### [Directions for this task]
Two lines in the data below mark the range: the one with "Target: boy's neck" and the one with "If you could mark the boy's chin". Return both, along with every line between them, exactly.
---------- Given data ----------
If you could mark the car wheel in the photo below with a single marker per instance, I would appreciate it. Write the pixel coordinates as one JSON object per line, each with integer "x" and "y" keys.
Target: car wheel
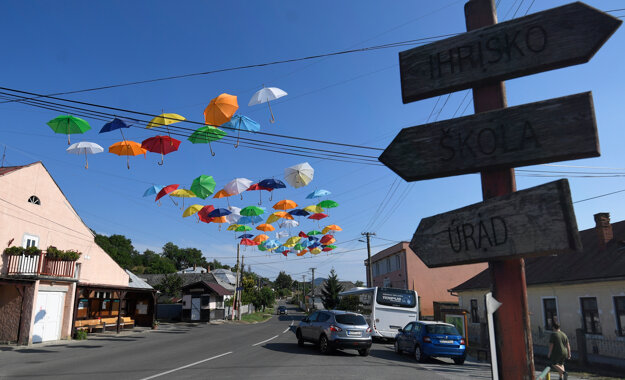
{"x": 324, "y": 345}
{"x": 397, "y": 350}
{"x": 419, "y": 355}
{"x": 300, "y": 340}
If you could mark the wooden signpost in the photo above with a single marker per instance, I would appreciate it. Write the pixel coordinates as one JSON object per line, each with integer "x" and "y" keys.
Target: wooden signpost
{"x": 552, "y": 39}
{"x": 531, "y": 222}
{"x": 548, "y": 131}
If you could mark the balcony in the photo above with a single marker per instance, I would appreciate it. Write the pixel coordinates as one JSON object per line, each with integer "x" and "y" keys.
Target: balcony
{"x": 39, "y": 265}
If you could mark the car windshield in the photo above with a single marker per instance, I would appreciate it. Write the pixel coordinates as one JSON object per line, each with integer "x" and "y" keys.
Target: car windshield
{"x": 441, "y": 329}
{"x": 350, "y": 319}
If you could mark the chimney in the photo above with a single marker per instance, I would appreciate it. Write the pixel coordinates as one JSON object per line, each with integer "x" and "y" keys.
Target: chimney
{"x": 603, "y": 228}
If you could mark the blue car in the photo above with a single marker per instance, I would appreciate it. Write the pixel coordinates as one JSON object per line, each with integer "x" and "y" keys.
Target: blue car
{"x": 425, "y": 339}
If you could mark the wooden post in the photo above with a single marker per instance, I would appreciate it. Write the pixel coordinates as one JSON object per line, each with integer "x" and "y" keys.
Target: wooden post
{"x": 515, "y": 359}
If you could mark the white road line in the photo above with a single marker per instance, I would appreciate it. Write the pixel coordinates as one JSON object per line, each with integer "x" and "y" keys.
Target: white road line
{"x": 186, "y": 366}
{"x": 265, "y": 341}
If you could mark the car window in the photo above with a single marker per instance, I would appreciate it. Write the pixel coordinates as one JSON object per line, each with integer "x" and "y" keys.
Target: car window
{"x": 350, "y": 319}
{"x": 442, "y": 329}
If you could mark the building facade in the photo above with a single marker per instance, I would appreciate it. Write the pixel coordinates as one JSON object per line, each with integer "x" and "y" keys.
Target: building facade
{"x": 399, "y": 267}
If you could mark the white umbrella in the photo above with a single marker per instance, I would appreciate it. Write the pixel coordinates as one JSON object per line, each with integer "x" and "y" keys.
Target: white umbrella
{"x": 265, "y": 95}
{"x": 237, "y": 186}
{"x": 85, "y": 147}
{"x": 299, "y": 175}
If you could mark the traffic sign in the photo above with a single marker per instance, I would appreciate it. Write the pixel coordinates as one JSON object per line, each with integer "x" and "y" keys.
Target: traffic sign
{"x": 533, "y": 222}
{"x": 553, "y": 130}
{"x": 552, "y": 39}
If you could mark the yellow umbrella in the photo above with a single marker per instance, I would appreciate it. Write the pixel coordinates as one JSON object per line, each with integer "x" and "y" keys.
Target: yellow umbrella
{"x": 165, "y": 119}
{"x": 313, "y": 209}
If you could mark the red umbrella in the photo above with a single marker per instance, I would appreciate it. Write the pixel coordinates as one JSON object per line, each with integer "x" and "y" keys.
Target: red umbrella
{"x": 166, "y": 190}
{"x": 318, "y": 216}
{"x": 161, "y": 144}
{"x": 203, "y": 213}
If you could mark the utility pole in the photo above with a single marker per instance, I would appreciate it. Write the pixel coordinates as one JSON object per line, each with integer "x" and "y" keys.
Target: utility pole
{"x": 312, "y": 288}
{"x": 369, "y": 269}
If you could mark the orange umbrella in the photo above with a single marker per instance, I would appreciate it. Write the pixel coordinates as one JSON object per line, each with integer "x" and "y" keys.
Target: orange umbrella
{"x": 220, "y": 109}
{"x": 127, "y": 148}
{"x": 265, "y": 227}
{"x": 285, "y": 205}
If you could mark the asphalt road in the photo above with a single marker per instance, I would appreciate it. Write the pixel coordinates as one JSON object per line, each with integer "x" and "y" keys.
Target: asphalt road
{"x": 228, "y": 351}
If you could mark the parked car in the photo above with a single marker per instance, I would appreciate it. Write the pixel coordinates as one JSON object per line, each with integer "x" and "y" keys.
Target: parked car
{"x": 335, "y": 329}
{"x": 424, "y": 339}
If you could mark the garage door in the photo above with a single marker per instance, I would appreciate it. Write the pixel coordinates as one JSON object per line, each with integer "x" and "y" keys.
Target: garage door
{"x": 48, "y": 316}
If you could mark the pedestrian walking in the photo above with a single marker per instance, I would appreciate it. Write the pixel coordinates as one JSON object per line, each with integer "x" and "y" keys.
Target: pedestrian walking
{"x": 559, "y": 351}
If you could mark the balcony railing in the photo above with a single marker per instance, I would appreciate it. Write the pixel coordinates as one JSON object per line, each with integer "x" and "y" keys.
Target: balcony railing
{"x": 39, "y": 265}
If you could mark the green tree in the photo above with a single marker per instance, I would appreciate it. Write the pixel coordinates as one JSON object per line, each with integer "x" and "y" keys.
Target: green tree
{"x": 330, "y": 291}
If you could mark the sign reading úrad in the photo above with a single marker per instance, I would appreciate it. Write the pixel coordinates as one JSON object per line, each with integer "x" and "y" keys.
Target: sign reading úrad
{"x": 533, "y": 222}
{"x": 548, "y": 131}
{"x": 552, "y": 39}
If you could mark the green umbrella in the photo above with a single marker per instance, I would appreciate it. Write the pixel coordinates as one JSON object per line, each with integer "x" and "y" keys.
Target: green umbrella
{"x": 205, "y": 135}
{"x": 203, "y": 186}
{"x": 252, "y": 211}
{"x": 327, "y": 204}
{"x": 68, "y": 124}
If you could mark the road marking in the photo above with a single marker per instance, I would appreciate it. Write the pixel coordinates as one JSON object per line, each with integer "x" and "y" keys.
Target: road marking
{"x": 264, "y": 341}
{"x": 186, "y": 366}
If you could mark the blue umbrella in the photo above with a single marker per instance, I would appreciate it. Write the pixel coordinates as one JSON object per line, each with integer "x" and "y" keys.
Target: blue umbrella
{"x": 239, "y": 123}
{"x": 152, "y": 190}
{"x": 318, "y": 194}
{"x": 218, "y": 212}
{"x": 115, "y": 124}
{"x": 249, "y": 219}
{"x": 299, "y": 212}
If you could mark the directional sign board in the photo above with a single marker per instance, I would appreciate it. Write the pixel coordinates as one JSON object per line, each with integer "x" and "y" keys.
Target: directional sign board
{"x": 534, "y": 222}
{"x": 552, "y": 39}
{"x": 552, "y": 130}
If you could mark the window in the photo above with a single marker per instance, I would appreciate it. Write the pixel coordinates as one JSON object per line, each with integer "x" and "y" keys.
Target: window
{"x": 619, "y": 312}
{"x": 590, "y": 315}
{"x": 550, "y": 312}
{"x": 475, "y": 317}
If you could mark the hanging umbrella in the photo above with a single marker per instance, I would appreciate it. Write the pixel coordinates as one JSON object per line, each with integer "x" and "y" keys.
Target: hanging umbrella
{"x": 299, "y": 175}
{"x": 203, "y": 213}
{"x": 203, "y": 186}
{"x": 220, "y": 109}
{"x": 313, "y": 209}
{"x": 115, "y": 124}
{"x": 193, "y": 209}
{"x": 152, "y": 190}
{"x": 238, "y": 123}
{"x": 161, "y": 144}
{"x": 68, "y": 125}
{"x": 266, "y": 95}
{"x": 318, "y": 194}
{"x": 285, "y": 204}
{"x": 206, "y": 134}
{"x": 164, "y": 120}
{"x": 252, "y": 211}
{"x": 166, "y": 190}
{"x": 85, "y": 147}
{"x": 328, "y": 204}
{"x": 265, "y": 227}
{"x": 127, "y": 148}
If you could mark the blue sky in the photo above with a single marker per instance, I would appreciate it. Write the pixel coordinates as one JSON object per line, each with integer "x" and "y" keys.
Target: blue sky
{"x": 54, "y": 47}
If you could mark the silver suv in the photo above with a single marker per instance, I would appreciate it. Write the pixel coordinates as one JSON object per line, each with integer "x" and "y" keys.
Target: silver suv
{"x": 335, "y": 329}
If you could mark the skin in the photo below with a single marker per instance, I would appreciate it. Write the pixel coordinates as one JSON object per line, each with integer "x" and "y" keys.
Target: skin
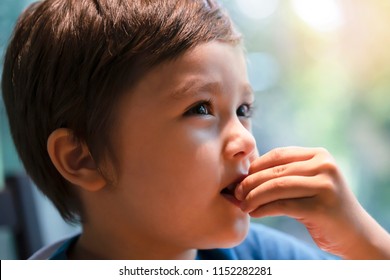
{"x": 181, "y": 136}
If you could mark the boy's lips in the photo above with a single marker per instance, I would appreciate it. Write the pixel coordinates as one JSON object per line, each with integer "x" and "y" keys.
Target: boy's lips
{"x": 228, "y": 192}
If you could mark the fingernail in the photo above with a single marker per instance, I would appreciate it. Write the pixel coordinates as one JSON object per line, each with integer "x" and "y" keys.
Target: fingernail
{"x": 239, "y": 193}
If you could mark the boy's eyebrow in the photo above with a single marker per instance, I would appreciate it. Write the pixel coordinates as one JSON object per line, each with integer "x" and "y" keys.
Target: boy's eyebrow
{"x": 194, "y": 86}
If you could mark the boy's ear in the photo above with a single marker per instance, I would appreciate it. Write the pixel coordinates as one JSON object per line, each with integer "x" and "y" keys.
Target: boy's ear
{"x": 73, "y": 160}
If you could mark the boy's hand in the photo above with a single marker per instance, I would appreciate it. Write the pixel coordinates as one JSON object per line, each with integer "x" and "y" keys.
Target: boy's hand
{"x": 306, "y": 184}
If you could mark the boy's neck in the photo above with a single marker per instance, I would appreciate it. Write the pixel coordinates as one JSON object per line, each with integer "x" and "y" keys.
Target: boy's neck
{"x": 97, "y": 247}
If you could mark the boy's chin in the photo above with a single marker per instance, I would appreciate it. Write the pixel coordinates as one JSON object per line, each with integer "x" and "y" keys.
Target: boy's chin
{"x": 229, "y": 238}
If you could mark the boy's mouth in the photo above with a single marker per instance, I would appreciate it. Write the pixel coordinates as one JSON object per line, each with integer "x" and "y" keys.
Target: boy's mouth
{"x": 228, "y": 192}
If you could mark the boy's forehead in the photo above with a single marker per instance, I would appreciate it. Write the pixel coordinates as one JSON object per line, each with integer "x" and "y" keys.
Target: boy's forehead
{"x": 208, "y": 67}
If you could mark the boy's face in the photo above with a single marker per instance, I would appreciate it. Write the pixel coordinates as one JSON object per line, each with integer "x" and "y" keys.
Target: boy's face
{"x": 181, "y": 137}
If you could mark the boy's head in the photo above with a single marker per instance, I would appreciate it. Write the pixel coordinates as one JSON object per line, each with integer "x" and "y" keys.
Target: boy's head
{"x": 70, "y": 61}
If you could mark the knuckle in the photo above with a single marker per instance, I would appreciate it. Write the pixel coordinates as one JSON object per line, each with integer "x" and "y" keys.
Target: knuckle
{"x": 279, "y": 170}
{"x": 279, "y": 183}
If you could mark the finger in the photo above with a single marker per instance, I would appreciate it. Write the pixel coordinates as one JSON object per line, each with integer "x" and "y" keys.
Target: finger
{"x": 298, "y": 208}
{"x": 300, "y": 168}
{"x": 281, "y": 156}
{"x": 283, "y": 188}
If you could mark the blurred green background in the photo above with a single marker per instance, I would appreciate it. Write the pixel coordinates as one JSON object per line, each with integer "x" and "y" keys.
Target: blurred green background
{"x": 321, "y": 73}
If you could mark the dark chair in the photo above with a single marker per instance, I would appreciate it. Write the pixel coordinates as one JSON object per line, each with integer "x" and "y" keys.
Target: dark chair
{"x": 18, "y": 213}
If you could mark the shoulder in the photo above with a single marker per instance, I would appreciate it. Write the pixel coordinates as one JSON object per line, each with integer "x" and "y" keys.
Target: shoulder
{"x": 55, "y": 251}
{"x": 263, "y": 242}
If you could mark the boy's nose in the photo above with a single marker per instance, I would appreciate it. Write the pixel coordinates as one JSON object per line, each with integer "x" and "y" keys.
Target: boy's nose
{"x": 240, "y": 142}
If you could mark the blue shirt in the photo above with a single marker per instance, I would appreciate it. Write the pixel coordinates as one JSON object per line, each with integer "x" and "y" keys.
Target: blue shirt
{"x": 261, "y": 243}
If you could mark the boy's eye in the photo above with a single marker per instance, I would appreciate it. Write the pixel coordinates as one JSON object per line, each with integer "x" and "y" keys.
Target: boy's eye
{"x": 245, "y": 110}
{"x": 202, "y": 108}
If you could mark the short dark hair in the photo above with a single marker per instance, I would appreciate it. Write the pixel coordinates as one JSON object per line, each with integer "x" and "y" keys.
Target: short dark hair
{"x": 69, "y": 61}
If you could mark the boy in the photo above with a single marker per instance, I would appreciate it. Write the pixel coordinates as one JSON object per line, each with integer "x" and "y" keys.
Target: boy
{"x": 133, "y": 117}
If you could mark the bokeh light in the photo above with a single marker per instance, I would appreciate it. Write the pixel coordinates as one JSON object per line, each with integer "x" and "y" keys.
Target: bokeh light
{"x": 323, "y": 15}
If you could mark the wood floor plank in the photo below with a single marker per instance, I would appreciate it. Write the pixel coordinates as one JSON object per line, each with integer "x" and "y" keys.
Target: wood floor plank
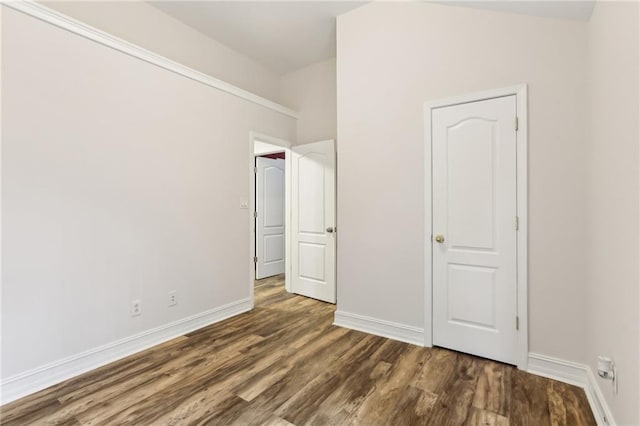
{"x": 284, "y": 363}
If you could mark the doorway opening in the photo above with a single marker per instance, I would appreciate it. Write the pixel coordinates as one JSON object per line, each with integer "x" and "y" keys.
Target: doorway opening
{"x": 309, "y": 207}
{"x": 269, "y": 212}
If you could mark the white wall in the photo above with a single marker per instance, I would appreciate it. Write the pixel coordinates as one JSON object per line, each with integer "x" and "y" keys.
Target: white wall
{"x": 260, "y": 148}
{"x": 312, "y": 92}
{"x": 392, "y": 57}
{"x": 142, "y": 24}
{"x": 613, "y": 320}
{"x": 120, "y": 181}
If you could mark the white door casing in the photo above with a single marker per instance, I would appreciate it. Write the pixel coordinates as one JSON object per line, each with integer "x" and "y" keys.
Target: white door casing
{"x": 313, "y": 220}
{"x": 270, "y": 217}
{"x": 474, "y": 198}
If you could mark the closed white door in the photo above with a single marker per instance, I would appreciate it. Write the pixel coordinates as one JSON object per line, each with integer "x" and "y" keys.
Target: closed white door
{"x": 313, "y": 213}
{"x": 270, "y": 242}
{"x": 475, "y": 228}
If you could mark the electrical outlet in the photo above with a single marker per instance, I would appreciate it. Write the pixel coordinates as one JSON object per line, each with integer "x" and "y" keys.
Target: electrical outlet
{"x": 136, "y": 308}
{"x": 173, "y": 298}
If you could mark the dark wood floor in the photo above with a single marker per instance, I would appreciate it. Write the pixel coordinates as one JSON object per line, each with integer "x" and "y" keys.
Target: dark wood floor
{"x": 284, "y": 363}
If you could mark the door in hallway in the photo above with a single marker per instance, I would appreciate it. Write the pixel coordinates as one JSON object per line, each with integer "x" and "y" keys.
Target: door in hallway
{"x": 475, "y": 228}
{"x": 313, "y": 220}
{"x": 270, "y": 211}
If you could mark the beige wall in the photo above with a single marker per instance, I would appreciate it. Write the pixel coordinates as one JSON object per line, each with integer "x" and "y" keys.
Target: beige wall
{"x": 392, "y": 57}
{"x": 120, "y": 181}
{"x": 312, "y": 92}
{"x": 613, "y": 319}
{"x": 142, "y": 24}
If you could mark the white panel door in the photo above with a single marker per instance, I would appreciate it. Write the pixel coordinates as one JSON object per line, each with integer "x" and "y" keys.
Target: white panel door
{"x": 313, "y": 213}
{"x": 270, "y": 243}
{"x": 474, "y": 228}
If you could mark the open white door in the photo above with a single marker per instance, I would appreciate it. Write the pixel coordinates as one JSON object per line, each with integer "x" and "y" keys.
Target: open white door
{"x": 270, "y": 241}
{"x": 475, "y": 228}
{"x": 313, "y": 215}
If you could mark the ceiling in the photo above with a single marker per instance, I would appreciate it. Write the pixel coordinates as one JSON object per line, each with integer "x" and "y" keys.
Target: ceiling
{"x": 288, "y": 35}
{"x": 282, "y": 35}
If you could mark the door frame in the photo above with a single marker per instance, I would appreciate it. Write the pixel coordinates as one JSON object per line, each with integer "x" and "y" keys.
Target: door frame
{"x": 285, "y": 145}
{"x": 520, "y": 91}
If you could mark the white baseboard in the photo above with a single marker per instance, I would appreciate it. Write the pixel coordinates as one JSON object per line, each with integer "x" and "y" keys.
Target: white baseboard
{"x": 391, "y": 330}
{"x": 574, "y": 374}
{"x": 42, "y": 377}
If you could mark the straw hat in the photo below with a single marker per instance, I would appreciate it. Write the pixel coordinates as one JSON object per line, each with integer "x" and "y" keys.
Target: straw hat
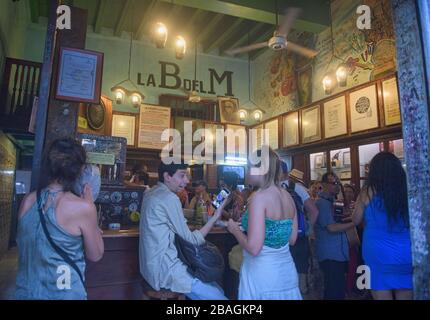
{"x": 297, "y": 175}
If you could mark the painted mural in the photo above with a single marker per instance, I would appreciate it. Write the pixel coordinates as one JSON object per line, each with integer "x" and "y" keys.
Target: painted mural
{"x": 285, "y": 81}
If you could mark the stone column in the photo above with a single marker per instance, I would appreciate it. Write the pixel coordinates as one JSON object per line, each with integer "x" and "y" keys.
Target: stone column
{"x": 412, "y": 40}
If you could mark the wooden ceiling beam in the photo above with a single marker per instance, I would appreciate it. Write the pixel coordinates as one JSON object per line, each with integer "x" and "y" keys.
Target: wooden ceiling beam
{"x": 123, "y": 18}
{"x": 225, "y": 35}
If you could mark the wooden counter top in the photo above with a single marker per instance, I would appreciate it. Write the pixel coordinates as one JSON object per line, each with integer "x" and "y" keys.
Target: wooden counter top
{"x": 134, "y": 232}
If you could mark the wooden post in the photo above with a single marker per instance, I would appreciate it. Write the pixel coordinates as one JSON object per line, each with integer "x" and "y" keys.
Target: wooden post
{"x": 62, "y": 115}
{"x": 44, "y": 90}
{"x": 56, "y": 118}
{"x": 413, "y": 55}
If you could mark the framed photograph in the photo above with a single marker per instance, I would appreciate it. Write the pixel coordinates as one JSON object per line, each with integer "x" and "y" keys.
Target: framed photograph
{"x": 79, "y": 75}
{"x": 335, "y": 117}
{"x": 153, "y": 120}
{"x": 311, "y": 124}
{"x": 363, "y": 104}
{"x": 304, "y": 85}
{"x": 391, "y": 102}
{"x": 291, "y": 129}
{"x": 124, "y": 125}
{"x": 319, "y": 161}
{"x": 346, "y": 158}
{"x": 229, "y": 110}
{"x": 272, "y": 126}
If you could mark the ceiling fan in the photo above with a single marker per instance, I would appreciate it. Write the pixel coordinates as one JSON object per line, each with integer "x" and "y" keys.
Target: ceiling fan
{"x": 279, "y": 40}
{"x": 193, "y": 95}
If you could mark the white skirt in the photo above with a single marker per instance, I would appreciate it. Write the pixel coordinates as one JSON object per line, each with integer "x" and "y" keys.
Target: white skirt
{"x": 271, "y": 275}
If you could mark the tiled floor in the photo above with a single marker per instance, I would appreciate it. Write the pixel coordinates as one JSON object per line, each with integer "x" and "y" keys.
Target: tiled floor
{"x": 8, "y": 270}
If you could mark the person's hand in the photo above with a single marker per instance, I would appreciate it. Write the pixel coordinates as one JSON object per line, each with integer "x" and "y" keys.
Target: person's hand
{"x": 233, "y": 226}
{"x": 220, "y": 209}
{"x": 87, "y": 193}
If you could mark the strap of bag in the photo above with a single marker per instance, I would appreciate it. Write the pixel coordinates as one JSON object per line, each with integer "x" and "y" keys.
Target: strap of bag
{"x": 60, "y": 251}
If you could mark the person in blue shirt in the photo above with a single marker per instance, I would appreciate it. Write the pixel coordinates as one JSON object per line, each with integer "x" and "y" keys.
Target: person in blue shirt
{"x": 383, "y": 205}
{"x": 331, "y": 243}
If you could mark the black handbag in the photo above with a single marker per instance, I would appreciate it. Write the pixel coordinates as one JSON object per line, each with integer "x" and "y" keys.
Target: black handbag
{"x": 203, "y": 262}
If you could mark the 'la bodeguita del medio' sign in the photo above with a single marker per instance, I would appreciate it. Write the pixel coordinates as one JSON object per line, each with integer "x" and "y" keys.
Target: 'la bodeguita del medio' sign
{"x": 170, "y": 79}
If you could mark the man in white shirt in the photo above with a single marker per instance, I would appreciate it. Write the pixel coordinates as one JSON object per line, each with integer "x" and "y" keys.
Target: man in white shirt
{"x": 162, "y": 217}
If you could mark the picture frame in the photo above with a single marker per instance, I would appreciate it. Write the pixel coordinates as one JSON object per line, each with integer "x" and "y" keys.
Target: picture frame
{"x": 363, "y": 105}
{"x": 273, "y": 126}
{"x": 291, "y": 129}
{"x": 335, "y": 117}
{"x": 311, "y": 124}
{"x": 124, "y": 125}
{"x": 346, "y": 158}
{"x": 390, "y": 96}
{"x": 229, "y": 110}
{"x": 79, "y": 76}
{"x": 319, "y": 161}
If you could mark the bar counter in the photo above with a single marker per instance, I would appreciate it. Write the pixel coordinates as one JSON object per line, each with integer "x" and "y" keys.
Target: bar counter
{"x": 117, "y": 276}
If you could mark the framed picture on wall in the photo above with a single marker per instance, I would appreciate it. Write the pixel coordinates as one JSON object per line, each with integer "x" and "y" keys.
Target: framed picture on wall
{"x": 363, "y": 104}
{"x": 391, "y": 101}
{"x": 229, "y": 110}
{"x": 335, "y": 117}
{"x": 79, "y": 75}
{"x": 291, "y": 129}
{"x": 346, "y": 158}
{"x": 272, "y": 126}
{"x": 311, "y": 124}
{"x": 319, "y": 161}
{"x": 124, "y": 125}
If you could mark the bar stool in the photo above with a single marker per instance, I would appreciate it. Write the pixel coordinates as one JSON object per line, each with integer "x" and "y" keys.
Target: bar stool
{"x": 149, "y": 293}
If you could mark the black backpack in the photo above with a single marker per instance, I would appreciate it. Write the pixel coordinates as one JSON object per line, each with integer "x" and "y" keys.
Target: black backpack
{"x": 204, "y": 262}
{"x": 301, "y": 220}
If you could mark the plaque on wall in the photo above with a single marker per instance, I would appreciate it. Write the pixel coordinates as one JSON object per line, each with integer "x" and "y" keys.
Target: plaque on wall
{"x": 96, "y": 114}
{"x": 391, "y": 102}
{"x": 335, "y": 117}
{"x": 311, "y": 124}
{"x": 364, "y": 109}
{"x": 272, "y": 126}
{"x": 108, "y": 153}
{"x": 153, "y": 121}
{"x": 291, "y": 129}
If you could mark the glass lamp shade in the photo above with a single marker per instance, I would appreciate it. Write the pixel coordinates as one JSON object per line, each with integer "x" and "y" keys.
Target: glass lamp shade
{"x": 181, "y": 47}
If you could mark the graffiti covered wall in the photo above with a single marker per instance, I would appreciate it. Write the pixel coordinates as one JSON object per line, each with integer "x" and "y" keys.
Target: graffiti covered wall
{"x": 283, "y": 81}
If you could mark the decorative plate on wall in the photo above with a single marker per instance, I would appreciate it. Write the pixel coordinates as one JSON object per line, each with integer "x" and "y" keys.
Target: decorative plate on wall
{"x": 96, "y": 115}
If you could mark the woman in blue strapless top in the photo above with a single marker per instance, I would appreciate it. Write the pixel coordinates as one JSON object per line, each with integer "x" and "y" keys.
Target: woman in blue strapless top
{"x": 383, "y": 206}
{"x": 268, "y": 271}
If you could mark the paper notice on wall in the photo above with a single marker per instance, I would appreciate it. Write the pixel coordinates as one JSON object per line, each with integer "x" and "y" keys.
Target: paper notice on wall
{"x": 153, "y": 121}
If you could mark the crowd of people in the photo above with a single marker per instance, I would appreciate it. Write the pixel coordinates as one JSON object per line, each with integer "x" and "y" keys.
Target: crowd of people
{"x": 281, "y": 227}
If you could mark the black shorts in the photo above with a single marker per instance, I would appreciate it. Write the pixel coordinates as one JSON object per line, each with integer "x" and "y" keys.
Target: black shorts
{"x": 301, "y": 253}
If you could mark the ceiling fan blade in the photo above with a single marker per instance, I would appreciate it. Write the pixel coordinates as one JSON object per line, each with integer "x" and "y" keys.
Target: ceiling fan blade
{"x": 287, "y": 21}
{"x": 301, "y": 50}
{"x": 255, "y": 46}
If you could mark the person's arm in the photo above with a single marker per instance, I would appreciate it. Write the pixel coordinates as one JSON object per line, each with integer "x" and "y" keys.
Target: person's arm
{"x": 93, "y": 241}
{"x": 253, "y": 241}
{"x": 326, "y": 220}
{"x": 211, "y": 222}
{"x": 360, "y": 204}
{"x": 308, "y": 203}
{"x": 295, "y": 231}
{"x": 192, "y": 204}
{"x": 340, "y": 227}
{"x": 312, "y": 210}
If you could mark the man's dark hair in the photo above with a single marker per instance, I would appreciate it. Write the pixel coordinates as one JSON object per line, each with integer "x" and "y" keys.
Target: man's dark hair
{"x": 170, "y": 169}
{"x": 324, "y": 178}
----------
### [Answer to this task]
Target: boy's neck
{"x": 97, "y": 247}
If you could mark the boy's chin in the photo above with a single marker per instance, I would appreciate it. Write the pixel coordinates as one JSON object per line, each with integer "x" and "y" keys.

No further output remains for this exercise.